───── EXTRACT PROVIDED
Great news for all my fellow pear-shaped people out there - it turns out having thicker thighs isn't just useful for catching your phone when dropping it while on the loo.
It could also mean you live longer, according to a new study published this week in the British Medical Journal.
While excess fat around the waist is linked to a higher risk of early death than overall body fat, larger hips and thighs are associated with a lower risk, the new research suggests.
Researchers at the University of Toronto reviewed 72 studies which included over 2.5 million participants around the world who were tracked between three and 24 years.
They found that each 10cm increase in hip circumference was associated with a 10 percent lower risk of mortality. More impressively, each 5cm increase in thigh circumference was linked to an 18 percent lower risk.
That almost makes up for all the times my thighs have rubbed through a pair of beloved jeans.
According to the author of the study, Tauseef Ahmad Khan, from the university's department of nutritional sciences, it shows that people should be more concerned about their waist rather than focusing only on weight or BMI.
"Hip fat is considered beneficial and thigh size is an indicator of the amount of muscle, which is protective," he said.
"Waist is a better indicator of belly fat and while one cannot target where one loses fat from, losing weight through diet and exercise will also reduce waist and therefore belly fat."
──────────
───── DATA EXTRACTS
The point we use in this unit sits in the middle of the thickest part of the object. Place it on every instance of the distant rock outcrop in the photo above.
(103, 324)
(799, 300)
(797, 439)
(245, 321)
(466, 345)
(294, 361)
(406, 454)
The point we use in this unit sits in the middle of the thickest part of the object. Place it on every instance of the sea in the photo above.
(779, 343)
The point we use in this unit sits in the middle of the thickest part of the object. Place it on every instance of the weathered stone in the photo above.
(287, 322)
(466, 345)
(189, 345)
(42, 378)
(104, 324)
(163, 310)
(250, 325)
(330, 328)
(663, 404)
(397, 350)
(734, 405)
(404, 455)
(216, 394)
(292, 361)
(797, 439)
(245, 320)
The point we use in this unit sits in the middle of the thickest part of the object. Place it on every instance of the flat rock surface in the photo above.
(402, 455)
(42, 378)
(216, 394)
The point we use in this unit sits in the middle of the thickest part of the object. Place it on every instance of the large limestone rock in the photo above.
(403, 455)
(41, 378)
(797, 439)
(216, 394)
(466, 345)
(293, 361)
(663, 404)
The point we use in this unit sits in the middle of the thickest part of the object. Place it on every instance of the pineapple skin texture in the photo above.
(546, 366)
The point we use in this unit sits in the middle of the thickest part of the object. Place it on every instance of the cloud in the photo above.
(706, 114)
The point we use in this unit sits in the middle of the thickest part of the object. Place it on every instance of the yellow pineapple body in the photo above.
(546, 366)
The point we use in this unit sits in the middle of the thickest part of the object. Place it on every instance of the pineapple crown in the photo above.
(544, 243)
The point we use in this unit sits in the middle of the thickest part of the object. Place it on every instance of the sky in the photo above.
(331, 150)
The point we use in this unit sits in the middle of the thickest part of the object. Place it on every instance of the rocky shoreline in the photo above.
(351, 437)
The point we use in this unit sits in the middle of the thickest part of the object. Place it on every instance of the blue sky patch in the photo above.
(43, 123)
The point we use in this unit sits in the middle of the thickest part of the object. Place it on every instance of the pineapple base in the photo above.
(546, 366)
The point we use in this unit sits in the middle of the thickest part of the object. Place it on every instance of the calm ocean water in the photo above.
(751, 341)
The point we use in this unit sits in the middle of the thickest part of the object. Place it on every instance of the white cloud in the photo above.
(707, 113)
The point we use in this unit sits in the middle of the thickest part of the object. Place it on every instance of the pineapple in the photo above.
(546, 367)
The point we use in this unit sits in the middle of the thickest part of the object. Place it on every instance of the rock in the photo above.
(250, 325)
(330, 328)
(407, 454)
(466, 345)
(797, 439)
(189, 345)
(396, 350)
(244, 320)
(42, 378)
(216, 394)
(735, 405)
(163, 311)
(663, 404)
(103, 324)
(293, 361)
──────────
───── DATA EXTRACTS
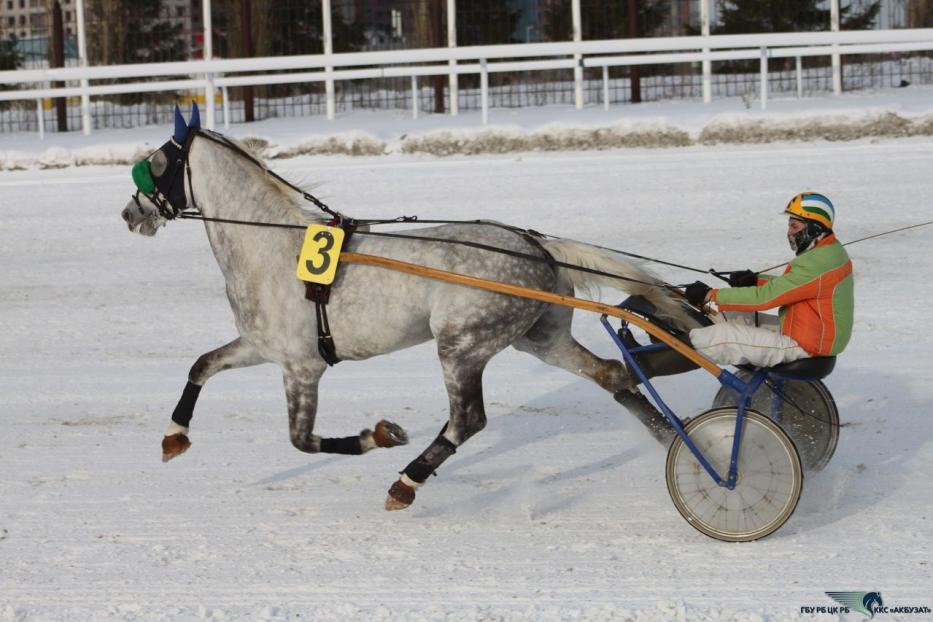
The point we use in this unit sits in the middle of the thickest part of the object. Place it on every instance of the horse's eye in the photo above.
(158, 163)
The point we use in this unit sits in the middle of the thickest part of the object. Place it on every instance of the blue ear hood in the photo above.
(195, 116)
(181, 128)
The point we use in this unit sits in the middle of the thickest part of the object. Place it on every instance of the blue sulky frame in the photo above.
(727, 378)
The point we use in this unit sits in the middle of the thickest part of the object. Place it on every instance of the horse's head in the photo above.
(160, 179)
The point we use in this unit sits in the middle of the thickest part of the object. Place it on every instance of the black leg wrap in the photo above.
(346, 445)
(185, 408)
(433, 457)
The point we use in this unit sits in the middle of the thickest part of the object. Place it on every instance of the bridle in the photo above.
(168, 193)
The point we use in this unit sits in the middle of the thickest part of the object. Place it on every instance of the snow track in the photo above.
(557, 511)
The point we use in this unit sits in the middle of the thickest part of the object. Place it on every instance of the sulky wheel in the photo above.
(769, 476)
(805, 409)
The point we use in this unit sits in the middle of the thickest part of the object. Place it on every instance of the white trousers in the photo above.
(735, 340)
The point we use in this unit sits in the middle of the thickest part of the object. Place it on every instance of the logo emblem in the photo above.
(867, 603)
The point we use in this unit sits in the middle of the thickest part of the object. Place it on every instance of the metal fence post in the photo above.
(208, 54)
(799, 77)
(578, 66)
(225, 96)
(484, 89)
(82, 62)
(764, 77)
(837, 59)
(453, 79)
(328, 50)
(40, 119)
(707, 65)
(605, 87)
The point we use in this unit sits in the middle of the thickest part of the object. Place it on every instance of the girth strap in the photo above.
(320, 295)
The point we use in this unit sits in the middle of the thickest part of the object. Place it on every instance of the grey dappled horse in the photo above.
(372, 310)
──────────
───── DATA EXTRACTS
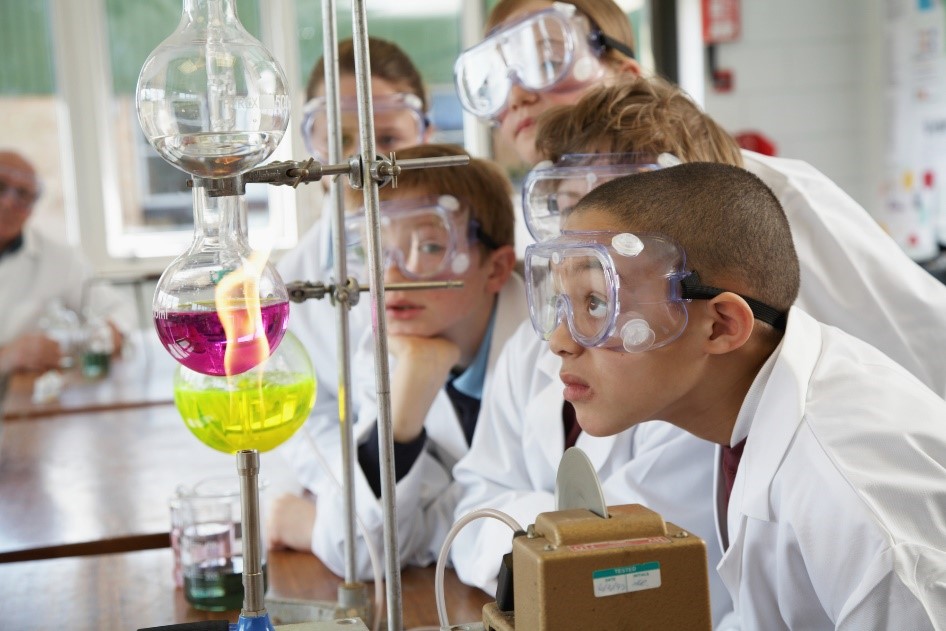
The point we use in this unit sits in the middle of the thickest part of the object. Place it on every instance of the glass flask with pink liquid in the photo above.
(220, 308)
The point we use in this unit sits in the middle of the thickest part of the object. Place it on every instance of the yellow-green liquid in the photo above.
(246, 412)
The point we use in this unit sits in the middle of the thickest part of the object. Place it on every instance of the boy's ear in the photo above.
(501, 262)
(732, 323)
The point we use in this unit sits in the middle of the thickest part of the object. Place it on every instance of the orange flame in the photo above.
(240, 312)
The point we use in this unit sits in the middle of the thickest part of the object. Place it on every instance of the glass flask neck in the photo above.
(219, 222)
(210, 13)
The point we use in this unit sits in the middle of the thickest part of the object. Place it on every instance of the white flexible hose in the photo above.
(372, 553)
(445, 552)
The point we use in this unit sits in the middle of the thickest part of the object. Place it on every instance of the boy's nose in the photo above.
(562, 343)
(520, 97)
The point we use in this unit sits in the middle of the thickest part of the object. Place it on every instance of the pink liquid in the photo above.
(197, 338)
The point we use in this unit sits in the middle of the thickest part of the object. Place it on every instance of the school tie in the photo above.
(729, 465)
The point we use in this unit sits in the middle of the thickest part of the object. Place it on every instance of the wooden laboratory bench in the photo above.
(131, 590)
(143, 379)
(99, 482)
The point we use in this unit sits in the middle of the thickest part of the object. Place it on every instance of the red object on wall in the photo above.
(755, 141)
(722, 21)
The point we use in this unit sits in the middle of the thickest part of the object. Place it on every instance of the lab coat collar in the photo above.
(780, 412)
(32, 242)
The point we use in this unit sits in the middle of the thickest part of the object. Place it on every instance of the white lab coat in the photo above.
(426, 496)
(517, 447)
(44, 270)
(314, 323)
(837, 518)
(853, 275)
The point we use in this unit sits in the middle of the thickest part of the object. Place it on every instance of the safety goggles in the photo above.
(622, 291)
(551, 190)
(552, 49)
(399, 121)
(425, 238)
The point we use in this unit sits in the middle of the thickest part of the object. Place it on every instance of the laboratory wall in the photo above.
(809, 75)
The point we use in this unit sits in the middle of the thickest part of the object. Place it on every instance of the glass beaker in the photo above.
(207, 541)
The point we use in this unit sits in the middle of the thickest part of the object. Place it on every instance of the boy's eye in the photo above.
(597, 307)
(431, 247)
──────────
- **EXPLORE THE MATERIAL**:
A. From the text on thigh size and lifespan, list every figure given in centimeters or in percent.
B. Reproduce the portion of the text on thigh size and lifespan between "It could also" and "of beloved jeans.", inclusive.

- **OUTPUTS BY TASK**:
A.
10cm
10 percent
5cm
18 percent

B.
It could also mean you live longer, according to a new study published this week in the British Medical Journal.
While excess fat around the waist is linked to a higher risk of early death than overall body fat, larger hips and thighs are associated with a lower risk, the new research suggests.
Researchers at the University of Toronto reviewed 72 studies which included over 2.5 million participants around the world who were tracked between three and 24 years.
They found that each 10cm increase in hip circumference was associated with a 10 percent lower risk of mortality. More impressively, each 5cm increase in thigh circumference was linked to an 18 percent lower risk.
That almost makes up for all the times my thighs have rubbed through a pair of beloved jeans.